Extract the data verbatim, starting at the line that contains "Locate the blue baseball" and ending at the final line of the data.
━━━━━ Data for processing
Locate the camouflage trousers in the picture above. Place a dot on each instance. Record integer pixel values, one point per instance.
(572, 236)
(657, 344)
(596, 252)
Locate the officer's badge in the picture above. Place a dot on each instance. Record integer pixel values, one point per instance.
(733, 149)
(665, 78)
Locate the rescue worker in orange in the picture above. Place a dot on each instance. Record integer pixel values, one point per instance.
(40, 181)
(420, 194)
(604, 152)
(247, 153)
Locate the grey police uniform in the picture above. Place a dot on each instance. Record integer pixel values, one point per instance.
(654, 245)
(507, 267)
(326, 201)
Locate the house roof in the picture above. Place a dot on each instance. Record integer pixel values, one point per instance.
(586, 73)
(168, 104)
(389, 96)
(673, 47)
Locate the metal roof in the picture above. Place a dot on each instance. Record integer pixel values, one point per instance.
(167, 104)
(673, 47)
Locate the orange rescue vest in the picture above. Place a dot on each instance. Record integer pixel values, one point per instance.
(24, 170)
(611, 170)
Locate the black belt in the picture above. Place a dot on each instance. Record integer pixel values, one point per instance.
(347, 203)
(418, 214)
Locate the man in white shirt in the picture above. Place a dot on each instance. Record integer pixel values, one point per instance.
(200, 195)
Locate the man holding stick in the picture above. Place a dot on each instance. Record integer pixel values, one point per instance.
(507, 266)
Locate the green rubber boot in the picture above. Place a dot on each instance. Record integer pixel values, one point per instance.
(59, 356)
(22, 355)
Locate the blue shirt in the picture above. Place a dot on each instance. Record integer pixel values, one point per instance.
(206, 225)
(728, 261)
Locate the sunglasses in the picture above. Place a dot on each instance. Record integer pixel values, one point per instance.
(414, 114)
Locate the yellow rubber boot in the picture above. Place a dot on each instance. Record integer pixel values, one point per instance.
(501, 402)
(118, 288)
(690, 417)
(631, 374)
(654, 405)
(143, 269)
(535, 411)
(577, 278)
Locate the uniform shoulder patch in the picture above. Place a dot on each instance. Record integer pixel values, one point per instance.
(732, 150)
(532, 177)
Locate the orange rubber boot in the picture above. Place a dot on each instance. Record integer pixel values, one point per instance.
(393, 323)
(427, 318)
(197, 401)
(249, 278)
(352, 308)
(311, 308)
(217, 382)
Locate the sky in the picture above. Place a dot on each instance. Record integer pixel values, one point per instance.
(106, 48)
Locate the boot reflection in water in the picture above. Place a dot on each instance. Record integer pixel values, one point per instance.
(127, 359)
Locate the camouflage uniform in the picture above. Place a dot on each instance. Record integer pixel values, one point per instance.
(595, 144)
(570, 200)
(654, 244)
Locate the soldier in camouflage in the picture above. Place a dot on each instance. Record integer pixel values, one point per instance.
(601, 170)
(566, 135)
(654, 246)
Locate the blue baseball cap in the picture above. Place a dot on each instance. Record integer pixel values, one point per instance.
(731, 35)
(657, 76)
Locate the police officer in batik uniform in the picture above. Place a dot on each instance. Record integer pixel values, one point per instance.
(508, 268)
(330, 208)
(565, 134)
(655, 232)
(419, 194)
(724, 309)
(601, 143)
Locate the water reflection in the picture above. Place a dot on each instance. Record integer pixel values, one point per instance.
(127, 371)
━━━━━━━━━━
Full solution ::
Locate the blue baseball cap in the picture above. Place a dot on each instance. Record integer pixel values, one point per instance.
(731, 35)
(657, 76)
Locate the police officer in batik uniform in the picture above. Place a dot on each instance. Record integer pixel values, one point per instance.
(508, 268)
(330, 208)
(565, 134)
(655, 232)
(419, 194)
(724, 309)
(601, 143)
Locate the water reflection in the picture above. Place a dot on each instance. Record integer pixel values, one point per instance.
(127, 371)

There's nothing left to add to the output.